Extract =

-*-*-

Their basic reaction [had been] that something absurd and a little sad was going on in Jerusalem. And possibly a little dangerous. This reaction was only natural, for there had been no good tidings for Jews out of Jerusalem since the crucifying of one of their young rabbis—by the Romans. The Jewish hell born of that misreported incident had never cooled off. . . .

How different it is now! With all the Jews of the world who were unaware of Eretz-Israel, who made no personal sacrifices for it, and who denounced the fighters for its freedom—[now] patting themselves on the back for the state of Israel . . . And not religious or “organization” Jews, but assimilated American ones who usually go to Temple only in a coffin. . . . Their eyes gleam. They used to feel this way when . . . Einstein’s name appeared in the newspapers. And all as ignorant of what is going on—or went on—in Israel as if it were a foothold on the moon.

If these were two earlier stages in the story of American Jewish reaction to Zionism—one fearful, the other superficial—we may now be said to be in a third stage in which, after 70 years of the Jewish state’s existence, American and Israeli Jews are moving in two increasingly divergent directions.

In Zionist history, there had always been differences between European Zionists and American Jews (including American Zionists), and differences as well between Israeli and American Jews after the establishment of the Jewish state. But over the past decade, even as each community has experienced a flourishing virtually unparalleled in Jewish history, the divisions have deepened and widened. A two-part example epitomizes the disjuncture: prominent American Jewish commentators argued that Barack Obama was “the most Jewish president” ever, while Israelis considered him perhaps the most anti-Israel president ever; the differing reactions to President Trump have reflected the same deep divide, with the polarities reversed.

The divisions extend to a variety of issues—including such basic ones as who is a Jew and whether Israel can properly designate itself a Jewish state. Nor are the divisions the end of the matter; the numbers of American Jews who profess to care about Israel are themselves declining. In a poll conducted at the end of May, the non-partisan Jewish Electorate Institute found it “striking” that “a [presidential] candidate’s stance on Israel ranks at the bottom of a list of sixteen policy priorities of [American] Jewish voters.”

In such an atmosphere, we are in danger of losing an appreciation that there were in fact two miracles emanating from what happened in 1948: not only the re-creation of the Jewish state after two millennia, but also the rise of a confident American Jewish diaspora shedding the pervasive fear that had characterized earlier generations even in America. The second miracle is related to the first, but many American Jews do not know Jewish history prior to the establishment of Israel, or appreciate the connection of Israel to their own unprecedented success.

The forgotten story of Ben Hecht thus reflects a communal amnesia that extends far beyond his biography. Just as his place in American literature deserves to be elevated, his place in Jewish history amply merits the close attention it receives in the Gorbach and Hoffman books. Both books are worth reading, but readers faced with choosing between them will be rewarded by selecting Gorbach’s more judicious and thorough account. It is a major accomplishment and an important contribution to contemporary Jewish knowledge.

Hecht was not only a child of his century but also a much needed man for our own time: one who, as Menachem Begin said at his funeral in New York, “wielded his pen like a drawn sword” and “did so much for the Jewish people and for the redemption of Israel.” He was more than a writer, screenwriter, playwright, novelist, short-story writer, essayist, and polemicist. In 1939, he also became a prophet.

The author thanks the librarians of American Jewish University for facilitating his research.

-*-*-

Tasks and exercises =
a – Reproduce from the essay on American Jews and Israel the part that opens with the words containing "Their basic reaction" and closes with "cooled off. . . .".
b – Answer these questions using the essay on American Jews and Israel.
(i) In the Jewish Electorate Institute poll, where did a candidate's stance on Israel rank among sixteen policy priorities of American Jewish voters?
(ii) Who said at Hecht's funeral that he "wielded his pen like a drawn sword"?
(iii) In what year did Hecht also become a prophet?

Dataset extract =
-*-*-

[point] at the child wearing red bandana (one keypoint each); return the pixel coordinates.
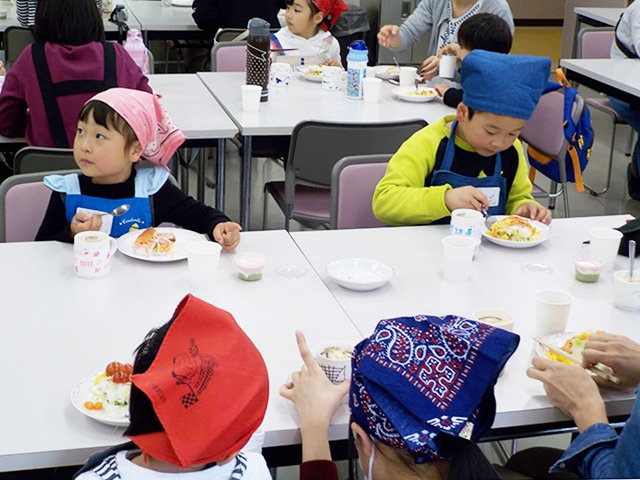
(195, 403)
(307, 31)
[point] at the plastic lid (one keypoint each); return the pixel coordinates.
(258, 26)
(358, 45)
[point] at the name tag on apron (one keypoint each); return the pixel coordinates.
(492, 194)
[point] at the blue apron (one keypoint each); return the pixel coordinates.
(147, 182)
(445, 176)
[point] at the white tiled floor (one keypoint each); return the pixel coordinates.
(614, 201)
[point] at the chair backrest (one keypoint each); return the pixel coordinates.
(16, 39)
(229, 57)
(353, 182)
(595, 42)
(43, 159)
(23, 204)
(317, 146)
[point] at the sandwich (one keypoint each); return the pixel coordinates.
(151, 242)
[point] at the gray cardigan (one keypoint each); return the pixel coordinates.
(431, 14)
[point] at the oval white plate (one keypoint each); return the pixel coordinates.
(543, 236)
(304, 71)
(179, 252)
(407, 94)
(359, 274)
(382, 71)
(82, 393)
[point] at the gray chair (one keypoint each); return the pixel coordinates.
(544, 132)
(353, 183)
(315, 148)
(43, 159)
(23, 204)
(16, 39)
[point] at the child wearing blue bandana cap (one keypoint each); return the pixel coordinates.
(472, 159)
(421, 394)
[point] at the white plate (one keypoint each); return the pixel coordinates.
(82, 393)
(381, 72)
(359, 274)
(408, 94)
(304, 71)
(543, 236)
(179, 252)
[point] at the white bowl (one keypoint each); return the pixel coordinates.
(360, 274)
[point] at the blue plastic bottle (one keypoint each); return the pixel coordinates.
(357, 59)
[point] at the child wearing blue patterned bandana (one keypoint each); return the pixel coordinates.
(421, 394)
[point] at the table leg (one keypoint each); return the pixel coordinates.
(220, 175)
(245, 188)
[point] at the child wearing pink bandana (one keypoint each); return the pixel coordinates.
(195, 403)
(116, 130)
(307, 31)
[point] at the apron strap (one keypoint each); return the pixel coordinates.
(51, 91)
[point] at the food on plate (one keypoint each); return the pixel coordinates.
(422, 93)
(336, 353)
(152, 242)
(111, 391)
(515, 229)
(574, 346)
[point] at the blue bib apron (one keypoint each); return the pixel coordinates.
(147, 182)
(445, 176)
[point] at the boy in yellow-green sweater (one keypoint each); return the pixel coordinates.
(472, 159)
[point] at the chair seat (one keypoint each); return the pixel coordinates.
(604, 105)
(309, 201)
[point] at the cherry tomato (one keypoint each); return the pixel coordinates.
(121, 377)
(112, 368)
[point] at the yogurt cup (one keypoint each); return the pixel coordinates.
(250, 265)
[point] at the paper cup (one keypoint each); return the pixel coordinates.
(251, 97)
(448, 66)
(92, 252)
(203, 258)
(457, 256)
(371, 88)
(408, 76)
(331, 78)
(336, 369)
(604, 245)
(552, 311)
(626, 294)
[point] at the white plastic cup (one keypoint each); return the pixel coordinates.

-*-*-

Written responses =
a –
Their basic reaction [had been] that something absurd and a little sad was going on in Jerusalem. And possibly a little dangerous. This reaction was only natural, for there had been no good tidings for Jews out of Jerusalem since the crucifying of one of their young rabbis—by the Romans. The Jewish hell born of that misreported incident had never cooled off. . . .

b –
(i) At the bottom of the list.
(ii) Menachem Begin.
(iii) 1939.